Ibadah sholat yang dilakukan secara berjamaah pahalanya jauh lebih besar
daripada sholat seorang diri. Sebagai anggota team, kita harus menjadi bagian
dari team. Part of the team. Sementara orang yang tidak mau menjadi team mereka
a part from the team, mereka terpisah dari team. Walaupun kelihatan acaranya
tidak menarik, tapi ikut saja demi team. Biasanya awalnya memang seperti itu,ada
yang ogah-ogahan karena egonyo tinggi, ngapain disuruh beginian dan lain-lain
tapi lama-lama menjadi biasa dan malah menikmati. Sekarang misalnya kalau saya
tidak tos-tosan dengan minimal sepuluh orang jadi kurang semangat.
Jadi
teman-teman, pointnya pagi ini adalah bahwa kita L&G sudah punya corporate
culture yang baik. Bahan presentasi Limagemilang way itu sudah empat tahun,
berarti sudah empat tahun kita mendengungkan dan menancapkannya dalam hati
kita. Seharusnya itu kini sudah
menjadi karakter kita.

+ + +

* YANG HARUS DIKERJAKAN: Kembalikan tanpa perubahan bagian kutipan tentang kerja tim yang dimulai dari "Ibadah sholat yang" sampai dengan "menjadi karakter kita.".

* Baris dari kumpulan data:
+ + +

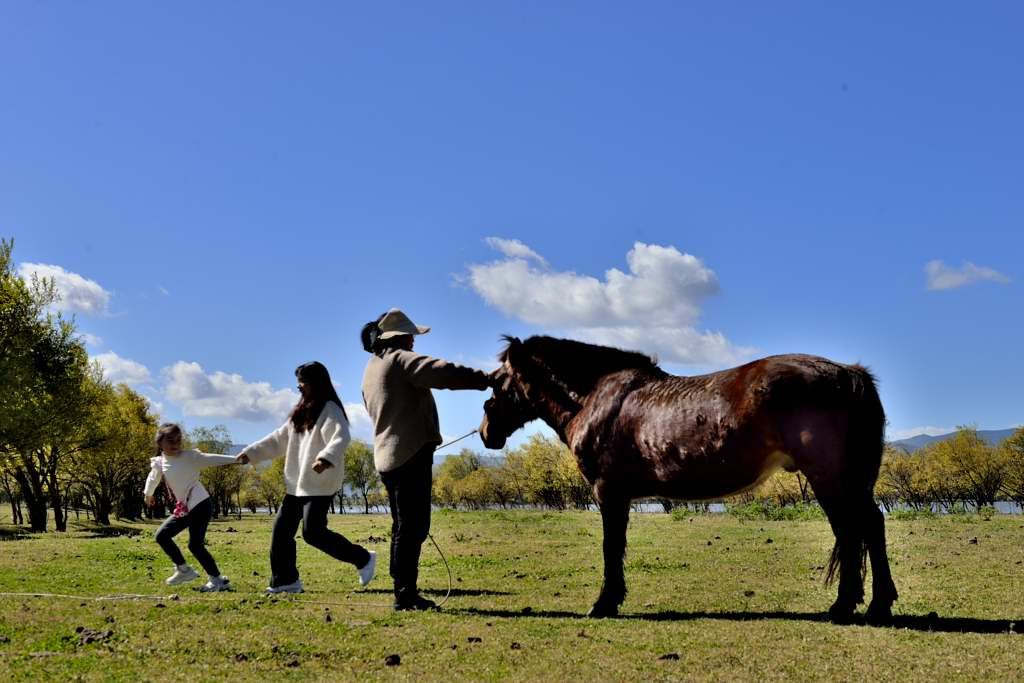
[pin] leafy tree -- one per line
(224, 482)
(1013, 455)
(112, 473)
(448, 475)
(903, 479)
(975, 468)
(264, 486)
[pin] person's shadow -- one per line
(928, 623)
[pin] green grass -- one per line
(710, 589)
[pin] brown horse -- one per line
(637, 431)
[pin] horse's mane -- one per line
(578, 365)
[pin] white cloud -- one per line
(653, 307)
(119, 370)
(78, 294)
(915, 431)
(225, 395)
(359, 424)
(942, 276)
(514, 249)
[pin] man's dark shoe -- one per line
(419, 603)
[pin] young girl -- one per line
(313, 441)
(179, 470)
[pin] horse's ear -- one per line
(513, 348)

+ + +

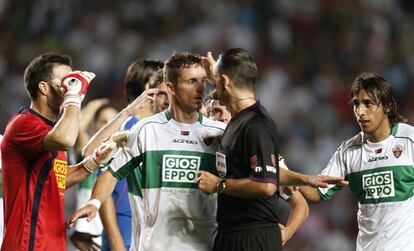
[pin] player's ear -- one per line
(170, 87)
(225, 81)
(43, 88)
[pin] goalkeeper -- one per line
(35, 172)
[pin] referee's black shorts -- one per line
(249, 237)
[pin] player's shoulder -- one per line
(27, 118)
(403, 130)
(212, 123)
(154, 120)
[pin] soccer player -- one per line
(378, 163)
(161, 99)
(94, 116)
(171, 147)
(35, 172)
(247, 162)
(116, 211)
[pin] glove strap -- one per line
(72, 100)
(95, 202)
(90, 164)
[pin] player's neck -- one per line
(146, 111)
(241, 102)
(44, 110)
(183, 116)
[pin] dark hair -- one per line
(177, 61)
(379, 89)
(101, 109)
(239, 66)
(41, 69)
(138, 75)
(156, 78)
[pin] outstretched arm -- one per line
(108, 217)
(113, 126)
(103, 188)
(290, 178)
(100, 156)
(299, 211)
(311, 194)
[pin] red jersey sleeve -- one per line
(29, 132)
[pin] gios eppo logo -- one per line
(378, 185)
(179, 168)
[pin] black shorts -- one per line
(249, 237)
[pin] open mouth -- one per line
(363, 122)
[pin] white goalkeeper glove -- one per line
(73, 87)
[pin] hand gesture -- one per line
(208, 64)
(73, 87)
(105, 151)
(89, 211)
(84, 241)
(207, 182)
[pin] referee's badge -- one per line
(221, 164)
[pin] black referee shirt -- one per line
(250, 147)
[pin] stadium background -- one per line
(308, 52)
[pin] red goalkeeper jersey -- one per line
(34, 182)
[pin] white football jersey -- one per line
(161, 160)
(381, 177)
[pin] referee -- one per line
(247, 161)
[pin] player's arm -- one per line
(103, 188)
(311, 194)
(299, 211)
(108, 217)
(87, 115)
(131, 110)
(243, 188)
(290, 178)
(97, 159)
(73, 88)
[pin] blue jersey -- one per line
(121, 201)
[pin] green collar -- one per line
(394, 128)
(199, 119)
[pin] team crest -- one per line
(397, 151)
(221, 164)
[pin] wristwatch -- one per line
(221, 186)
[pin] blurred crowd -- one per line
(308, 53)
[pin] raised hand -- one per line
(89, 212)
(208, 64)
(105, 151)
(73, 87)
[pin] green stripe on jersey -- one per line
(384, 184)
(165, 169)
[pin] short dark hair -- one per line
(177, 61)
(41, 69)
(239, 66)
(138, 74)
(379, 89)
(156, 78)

+ + +

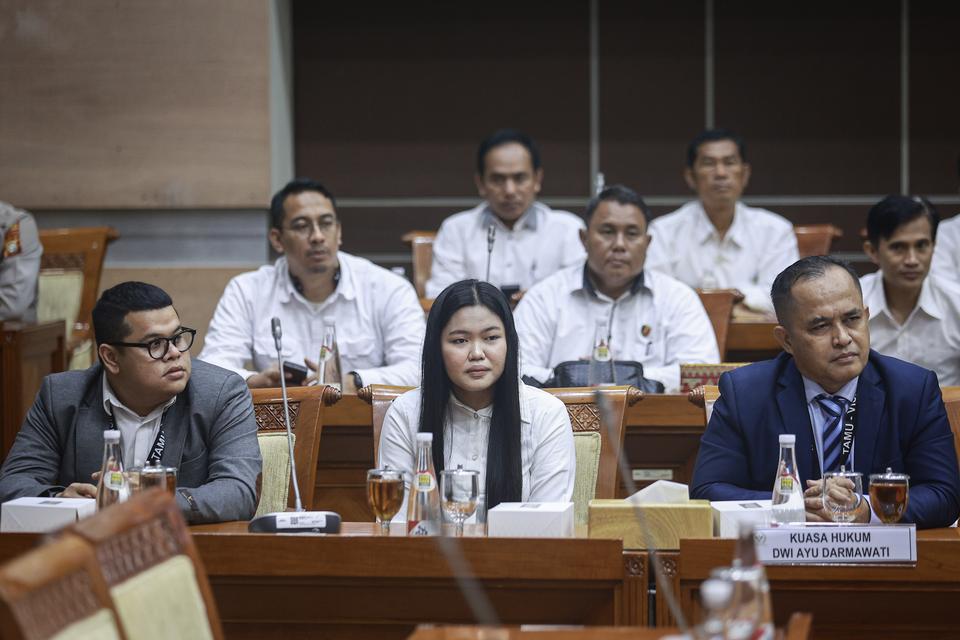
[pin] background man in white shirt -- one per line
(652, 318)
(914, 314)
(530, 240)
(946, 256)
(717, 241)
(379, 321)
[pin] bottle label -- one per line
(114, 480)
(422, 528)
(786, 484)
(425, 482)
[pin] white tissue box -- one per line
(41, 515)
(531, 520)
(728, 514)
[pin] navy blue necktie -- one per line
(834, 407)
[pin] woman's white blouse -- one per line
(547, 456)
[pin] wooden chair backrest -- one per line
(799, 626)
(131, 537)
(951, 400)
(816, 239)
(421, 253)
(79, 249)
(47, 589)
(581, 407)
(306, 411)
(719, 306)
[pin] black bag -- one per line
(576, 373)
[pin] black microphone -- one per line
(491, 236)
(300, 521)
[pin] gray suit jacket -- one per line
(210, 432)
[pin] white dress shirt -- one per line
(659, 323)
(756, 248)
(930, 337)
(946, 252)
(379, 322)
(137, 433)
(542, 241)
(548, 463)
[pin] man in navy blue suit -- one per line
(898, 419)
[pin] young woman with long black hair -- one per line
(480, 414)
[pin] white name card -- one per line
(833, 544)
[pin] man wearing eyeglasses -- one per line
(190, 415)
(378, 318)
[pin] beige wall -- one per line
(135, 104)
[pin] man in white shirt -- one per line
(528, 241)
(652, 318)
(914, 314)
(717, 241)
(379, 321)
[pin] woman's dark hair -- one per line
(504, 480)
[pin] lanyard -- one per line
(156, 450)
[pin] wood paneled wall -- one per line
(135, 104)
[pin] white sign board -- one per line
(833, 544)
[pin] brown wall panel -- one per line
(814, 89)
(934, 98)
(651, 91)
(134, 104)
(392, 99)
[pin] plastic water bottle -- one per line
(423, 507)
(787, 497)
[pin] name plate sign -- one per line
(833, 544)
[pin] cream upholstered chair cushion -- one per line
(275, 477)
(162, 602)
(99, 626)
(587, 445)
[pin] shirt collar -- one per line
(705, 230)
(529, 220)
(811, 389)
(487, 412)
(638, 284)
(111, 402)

+ + +

* PENYELESAIAN MASALAH:
Ibadah sholat yang dilakukan secara berjamaah pahalanya jauh lebih besar
daripada sholat seorang diri. Sebagai anggota team, kita harus menjadi bagian
dari team. Part of the team. Sementara orang yang tidak mau menjadi team mereka
a part from the team, mereka terpisah dari team. Walaupun kelihatan acaranya
tidak menarik, tapi ikut saja demi team. Biasanya awalnya memang seperti itu,ada
yang ogah-ogahan karena egonyo tinggi, ngapain disuruh beginian dan lain-lain
tapi lama-lama menjadi biasa dan malah menikmati. Sekarang misalnya kalau saya
tidak tos-tosan dengan minimal sepuluh orang jadi kurang semangat.
Jadi
teman-teman, pointnya pagi ini adalah bahwa kita L&G sudah punya corporate
culture yang baik. Bahan presentasi Limagemilang way itu sudah empat tahun,
berarti sudah empat tahun kita mendengungkan dan menancapkannya dalam hati
kita. Seharusnya itu kini sudah
menjadi karakter kita.